*作業指示:*
以下の項目のうち、文字列「poppy」を含む行を数え、その数だけを書くこと。

*本作業の項目:*

══════════

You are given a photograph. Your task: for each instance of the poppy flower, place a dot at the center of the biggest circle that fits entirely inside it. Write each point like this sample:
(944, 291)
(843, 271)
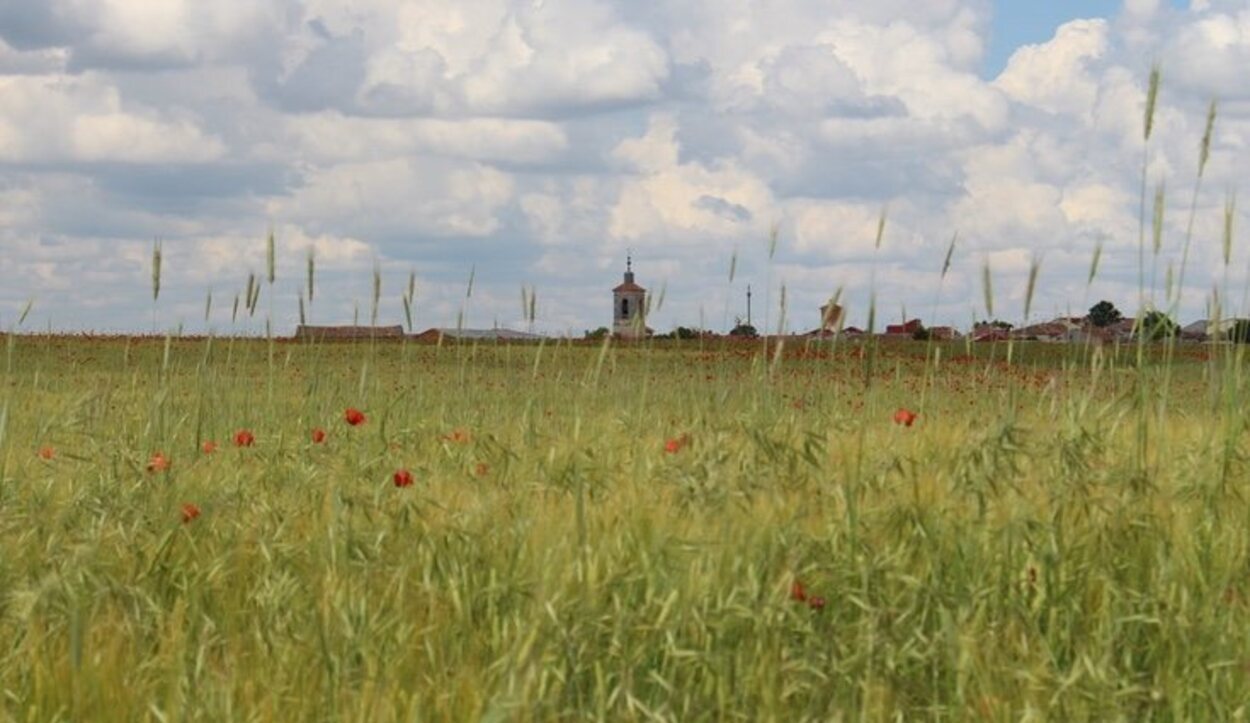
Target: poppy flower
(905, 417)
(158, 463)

══════════

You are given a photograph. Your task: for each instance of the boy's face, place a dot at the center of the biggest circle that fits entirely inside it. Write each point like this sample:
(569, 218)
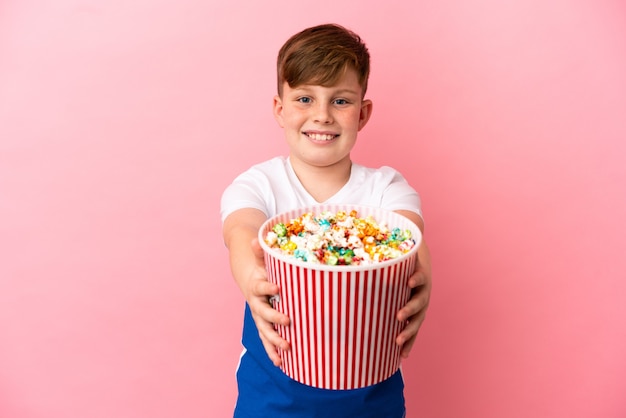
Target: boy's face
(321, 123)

══════════

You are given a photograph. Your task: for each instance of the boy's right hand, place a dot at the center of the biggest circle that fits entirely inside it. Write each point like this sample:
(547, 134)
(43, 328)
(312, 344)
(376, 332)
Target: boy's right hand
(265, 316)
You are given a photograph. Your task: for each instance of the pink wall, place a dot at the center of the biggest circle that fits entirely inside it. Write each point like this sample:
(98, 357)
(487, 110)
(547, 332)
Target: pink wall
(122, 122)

══════════

*出力結果:*
2